======== Data section

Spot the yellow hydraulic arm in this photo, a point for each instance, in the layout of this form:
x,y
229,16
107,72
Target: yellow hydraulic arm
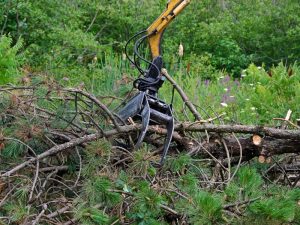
x,y
155,31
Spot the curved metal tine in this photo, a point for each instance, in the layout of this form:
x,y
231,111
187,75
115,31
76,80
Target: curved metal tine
x,y
145,114
170,130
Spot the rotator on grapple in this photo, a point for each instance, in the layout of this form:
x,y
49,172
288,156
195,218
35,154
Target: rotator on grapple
x,y
145,105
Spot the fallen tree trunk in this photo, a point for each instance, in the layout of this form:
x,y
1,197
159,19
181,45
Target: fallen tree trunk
x,y
271,146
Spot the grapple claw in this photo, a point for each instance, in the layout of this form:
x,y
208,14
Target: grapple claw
x,y
153,111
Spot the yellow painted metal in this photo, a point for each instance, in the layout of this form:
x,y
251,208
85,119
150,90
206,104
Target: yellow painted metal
x,y
174,7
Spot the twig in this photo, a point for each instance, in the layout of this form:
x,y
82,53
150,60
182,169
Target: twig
x,y
183,95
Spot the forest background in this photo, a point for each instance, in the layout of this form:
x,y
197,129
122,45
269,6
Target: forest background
x,y
240,59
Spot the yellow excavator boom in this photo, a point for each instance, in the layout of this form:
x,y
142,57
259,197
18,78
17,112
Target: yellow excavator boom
x,y
155,31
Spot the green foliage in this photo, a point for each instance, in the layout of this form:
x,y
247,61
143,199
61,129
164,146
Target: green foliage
x,y
245,185
147,206
205,209
272,209
13,149
97,153
99,190
17,210
91,216
179,163
10,60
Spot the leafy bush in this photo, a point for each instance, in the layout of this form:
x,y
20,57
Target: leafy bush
x,y
10,60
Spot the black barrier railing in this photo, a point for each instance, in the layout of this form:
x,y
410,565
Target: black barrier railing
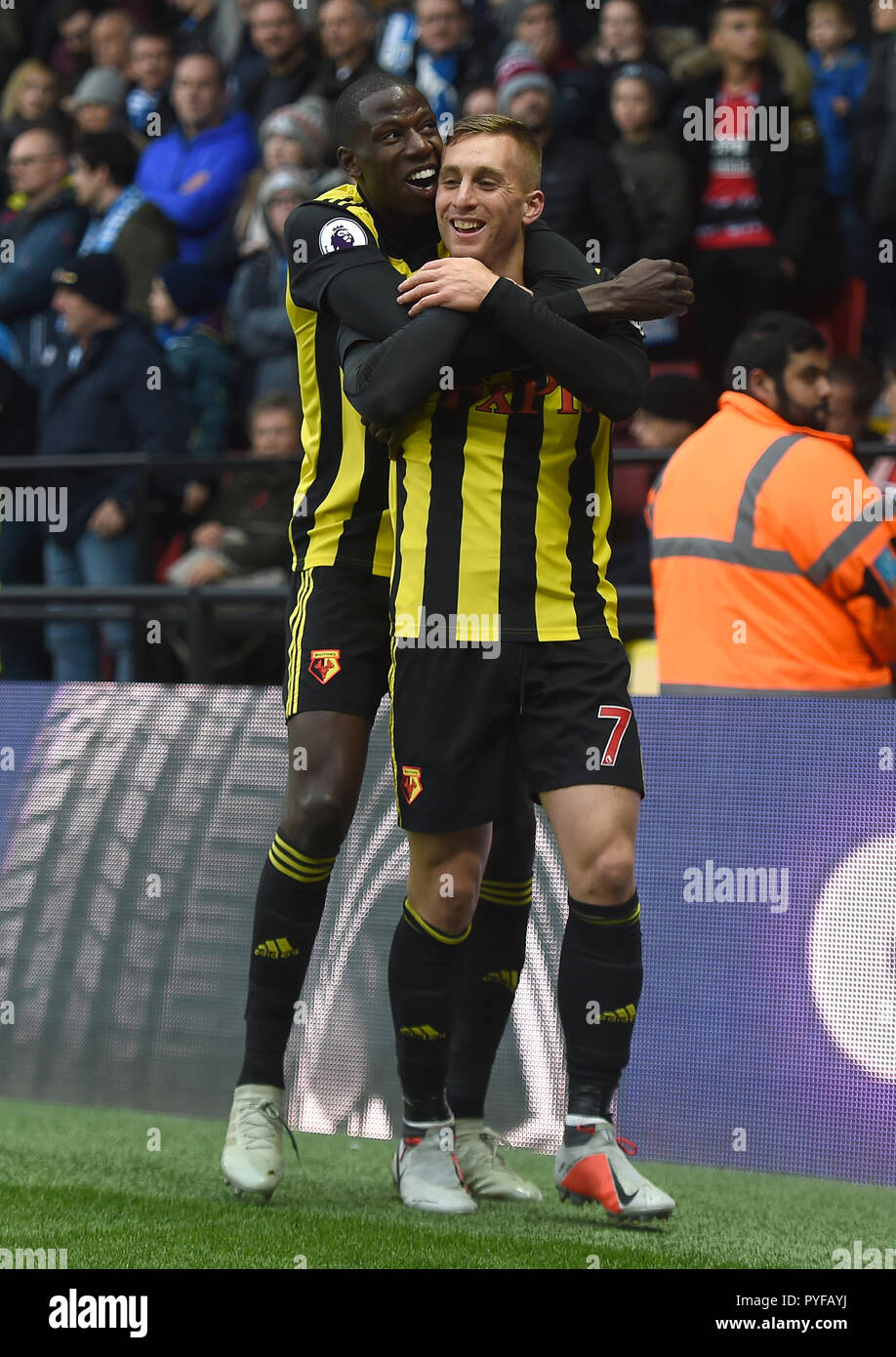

================

:: What you should do ::
Quote the records above exactly, leaving out any pictures.

:: Answer to this problem ::
Spot the yellow hydraulic arm in this photo, a point for each instance, in the layout of this form:
x,y
229,16
107,72
Target: yellow hydraulic arm
x,y
155,31
Spot the curved metal tine in this photo, a point for each instance, in the layout of this form:
x,y
231,111
187,75
115,31
76,80
Target: curved metal tine
x,y
145,114
170,130
Spot the rotator on grapple in this photo, a point for each instance, in the layout of this form:
x,y
49,172
288,156
195,218
35,154
Target: rotator on grapple
x,y
145,105
Spot the fallen tree trunk in this photo, a point for each instance, in the layout of this form:
x,y
1,197
159,19
181,45
Target: fallen tree trunk
x,y
271,146
Spot the grapple claw in this photo, a point for each instance, in the layout of this form:
x,y
208,14
Target: grapple claw
x,y
153,111
Spot the yellow painted metal in this photo, a point for each instance, in the layout of this form:
x,y
251,208
85,119
150,90
206,104
Target: yellow painted metal
x,y
174,7
Spot the twig in this photo, a point for each instance, in the layout of this form:
x,y
82,53
150,60
182,169
Target: twig
x,y
183,95
Spot the forest background in this photo, a point for each instance, in the layout of this form:
x,y
197,129
122,45
269,6
Target: forest background
x,y
240,59
Spot the yellow excavator boom in this photo, a point for each instance, in the layout of this form:
x,y
142,57
259,197
18,78
17,112
Target: yellow excavator boom
x,y
155,31
Spot the green foliage in this photo, a point for each instance, in the layout of this form:
x,y
247,61
143,199
61,129
164,146
Target: green foliage
x,y
245,185
147,206
205,209
272,209
13,149
97,153
99,190
17,210
91,216
179,163
10,60
Spot the leafy bush in this photo, a point for each instance, in the layout of this form:
x,y
20,57
Target: leafy bush
x,y
10,60
Spot the black barrier railing in this photo, a point for each instance, in the layout of this form:
x,y
410,565
Target: black barrier railing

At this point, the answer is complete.